START MATERIAL FOR THIS EXERCISE

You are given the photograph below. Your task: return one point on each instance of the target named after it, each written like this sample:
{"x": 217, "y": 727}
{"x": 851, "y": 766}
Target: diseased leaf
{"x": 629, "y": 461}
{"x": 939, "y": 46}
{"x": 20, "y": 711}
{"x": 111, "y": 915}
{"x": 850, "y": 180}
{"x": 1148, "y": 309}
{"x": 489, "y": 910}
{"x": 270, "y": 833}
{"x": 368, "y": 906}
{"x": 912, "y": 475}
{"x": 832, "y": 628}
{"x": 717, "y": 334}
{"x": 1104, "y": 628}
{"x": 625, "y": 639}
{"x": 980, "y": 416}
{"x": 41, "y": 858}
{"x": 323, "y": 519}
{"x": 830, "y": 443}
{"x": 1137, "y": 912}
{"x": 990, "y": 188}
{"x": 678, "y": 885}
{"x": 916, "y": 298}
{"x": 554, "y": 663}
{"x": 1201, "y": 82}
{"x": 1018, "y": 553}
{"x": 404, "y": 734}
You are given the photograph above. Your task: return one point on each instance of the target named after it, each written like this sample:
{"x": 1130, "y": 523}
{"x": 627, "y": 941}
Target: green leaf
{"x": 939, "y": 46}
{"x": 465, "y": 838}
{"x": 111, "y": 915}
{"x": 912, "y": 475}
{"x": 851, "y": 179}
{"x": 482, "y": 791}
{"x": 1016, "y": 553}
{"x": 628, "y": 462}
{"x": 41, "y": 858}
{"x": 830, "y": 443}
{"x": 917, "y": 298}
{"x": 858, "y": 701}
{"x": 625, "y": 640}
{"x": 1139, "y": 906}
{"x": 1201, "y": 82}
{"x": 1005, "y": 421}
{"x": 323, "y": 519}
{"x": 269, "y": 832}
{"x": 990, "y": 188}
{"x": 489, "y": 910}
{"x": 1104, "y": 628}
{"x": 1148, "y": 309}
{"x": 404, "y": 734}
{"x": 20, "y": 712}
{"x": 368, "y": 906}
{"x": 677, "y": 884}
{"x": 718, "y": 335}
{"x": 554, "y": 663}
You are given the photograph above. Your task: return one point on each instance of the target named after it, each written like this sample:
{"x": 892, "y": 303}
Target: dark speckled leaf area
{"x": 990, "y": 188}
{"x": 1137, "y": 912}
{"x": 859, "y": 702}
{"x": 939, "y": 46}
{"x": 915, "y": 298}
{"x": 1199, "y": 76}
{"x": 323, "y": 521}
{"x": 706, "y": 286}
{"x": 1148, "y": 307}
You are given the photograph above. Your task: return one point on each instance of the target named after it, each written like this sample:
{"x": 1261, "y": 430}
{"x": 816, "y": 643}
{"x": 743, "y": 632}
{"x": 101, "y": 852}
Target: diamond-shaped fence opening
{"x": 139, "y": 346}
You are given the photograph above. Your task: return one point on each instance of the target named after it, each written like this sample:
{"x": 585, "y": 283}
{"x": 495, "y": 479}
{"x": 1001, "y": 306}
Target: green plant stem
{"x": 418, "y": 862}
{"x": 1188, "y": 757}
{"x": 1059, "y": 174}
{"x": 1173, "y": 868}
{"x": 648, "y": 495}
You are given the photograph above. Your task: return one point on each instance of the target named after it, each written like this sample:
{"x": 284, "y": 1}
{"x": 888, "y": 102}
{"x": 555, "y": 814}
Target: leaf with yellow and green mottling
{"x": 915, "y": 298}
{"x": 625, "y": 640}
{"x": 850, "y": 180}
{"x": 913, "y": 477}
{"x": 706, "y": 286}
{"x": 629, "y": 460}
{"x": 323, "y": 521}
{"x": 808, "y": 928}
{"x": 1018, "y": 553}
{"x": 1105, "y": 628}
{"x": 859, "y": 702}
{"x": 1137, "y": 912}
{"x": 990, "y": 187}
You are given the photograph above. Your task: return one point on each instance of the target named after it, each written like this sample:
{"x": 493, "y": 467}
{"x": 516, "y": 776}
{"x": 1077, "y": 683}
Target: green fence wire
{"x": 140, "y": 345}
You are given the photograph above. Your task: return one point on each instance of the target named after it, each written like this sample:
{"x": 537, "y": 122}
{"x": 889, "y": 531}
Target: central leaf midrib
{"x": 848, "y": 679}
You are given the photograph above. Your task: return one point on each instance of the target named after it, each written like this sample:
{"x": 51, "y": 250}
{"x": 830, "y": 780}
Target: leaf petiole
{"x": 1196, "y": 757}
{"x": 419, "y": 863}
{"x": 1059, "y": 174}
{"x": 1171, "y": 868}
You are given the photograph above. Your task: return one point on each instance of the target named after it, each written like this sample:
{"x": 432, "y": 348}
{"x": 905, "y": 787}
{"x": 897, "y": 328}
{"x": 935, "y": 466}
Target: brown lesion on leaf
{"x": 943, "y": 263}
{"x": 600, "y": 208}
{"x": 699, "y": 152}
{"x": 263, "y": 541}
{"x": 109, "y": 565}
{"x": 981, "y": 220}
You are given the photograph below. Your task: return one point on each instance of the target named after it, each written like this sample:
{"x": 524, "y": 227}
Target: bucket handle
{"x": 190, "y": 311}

END MATERIAL FOR THIS EXERCISE

> [GIVEN REQUEST] Count the lines of the items above that contain the string "leaf", treating uppercase and lowercase as different, and give only that number.

> [ANSWER FOR THE TASK] 7